# TASK INSTRUCTIONS
(a) Answer these about the AI agent post, one per line:
(i) How many markdown files guided the agent, and what were they?
(ii) What was the only validation behind each "PASS"?
(iii) What made the deploy unreachable?
(b) Revise the AI agent post from "I opened the" up to and including "headers blocked everything)", with "package" replaced by "dependency".
(c) Please carry on the AI agent post from where it stops.

Back to Failures
dev-teams

10/10 PASS. Black Screen.

Diagnosis

I wanted to test whether an AI agent could build a complete SaaS application autonomously. auth, database, billing, deploy. guided by three markdown files: a spec, a task list, and a status tracker.

The assumption was simple: if the agent follows the task list, commits after each step, and the build passes. the app works.

Version 1 ran. Ten tasks. Ten commits. Ten PASS marks in the status file. Everything green.

I opened the URL. Black screen.

Reality

Every "PASS" was a lie. Not because the agent was dishonest. because the only validation was npm run build. TypeScript compiled. That's all it proved.

What it didn't prove:

  • The database tables existed (they didn't. SQL was written but never executed)
  • Auth actually worked (it didn't. a missing package was hidden behind a type cast)
  • The quota system enforced limits (it didn't. no test ever tried creating a 4th note)
  • The deploy was reachable (it wasn't. CSP headers blocked everything)

The agent followed the process perfectly. Every task done, every commit clean, every status updated. The loop was mechanistically flawless.

The output was broken.

The Crack

The failure wasn't in the agent. It was in what "PASS" meant.

In v1, PASS meant: the agent looked at its own code and decided it was correct. That's self-evaluation. And self-evaluation is optimistic by nature.

npm run build checks syntax. It doesn't check semantics. "The code compiles" and "the app works" are separated by an enormous gap. and that gap was invisible because nobody was looking.

TaskAgent claimedReality
Database schema"SQL correct"Tables never created
Auth setup"Middleware works"Missing package, null-reference hack
CRUD operations"CRUD correct"Zero database calls tested
Quota enforcement"Quota correct"Never tried creating a 4th note
Checkout"Flow correct"Route compiled, never tested
Deploy"Ready"401 error, black screen

The pattern: every claim was based on "the code was written and it compiled," not "the code was tested and it worked."

What I Changed

One change fixed everything: PASS is no longer the agent's opinion. PASS is an exit code.

# THE DATA
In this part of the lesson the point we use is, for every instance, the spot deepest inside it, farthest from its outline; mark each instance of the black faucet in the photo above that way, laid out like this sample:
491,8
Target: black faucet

# TASK-BY-TASK OUTPUTS
(a)
(i) Three: a spec, a task list, and a status tracker.
(ii) npm run build.
(iii) CSP headers blocked everything.

(b)
I opened the URL. Black screen.

Reality

Every "PASS" was a lie. Not because the agent was dishonest. because the only validation was npm run build. TypeScript compiled. That's all it proved.

What it didn't prove:

  • The database tables existed (they didn't. SQL was written but never executed)
  • Auth actually worked (it didn't. a missing dependency was hidden behind a type cast)
  • The quota system enforced limits (it didn't. no test ever tried creating a 4th note)
  • The deploy was reachable (it wasn't. CSP headers blocked everything)

(c)
In v2, every task has a specific checkscript. Not npm run build. real functional validation:

  • Database: Shell script that verifies tables exist, RLS denies anonymous access, CHECK constraints work
  • Auth: Playwright test that loads the page, tests redirect, attempts the login form
  • CRUD + Quota: Playwright test that creates 3 notes, tries to create a 4th, confirms count stays at 3
  • Billing: Playwright test that clicks upgrade, confirms redirect to Stripe
  • Deploy: Shell script that curls the URL and checks for HTTP 200

Exit code 0 = PASS. Anything else = FAIL. The agent cannot override.

Result: v2 task 4 (auth) failed three times. The agent saw the error, diagnosed a hostname mismatch in the Playwright config, fixed it, retested. That self-correction loop was visible and traceable. In v1, the same problem was invisible.

v2 ended with 7 autonomous passes, 2 partial, 1 manual. and a working app after 4 post-run fixes. The numbers look worse than v1's perfect 10/10. But the app actually worked.

The Lesson

The quality of autonomy is limited by the quality of the setup. not the intelligence of the agent.

Every human intervention in v2 was a gap in preparation: database password missing, redirect URLs not configured, deployment protection blocking the check script. None of these were agent failures. They were setup failures.

The agent didn't get smarter between v1 and v2. The checks got real. That's the entire difference.

Build success is not product success. Self-evaluation is not validation. Exit codes don't lie.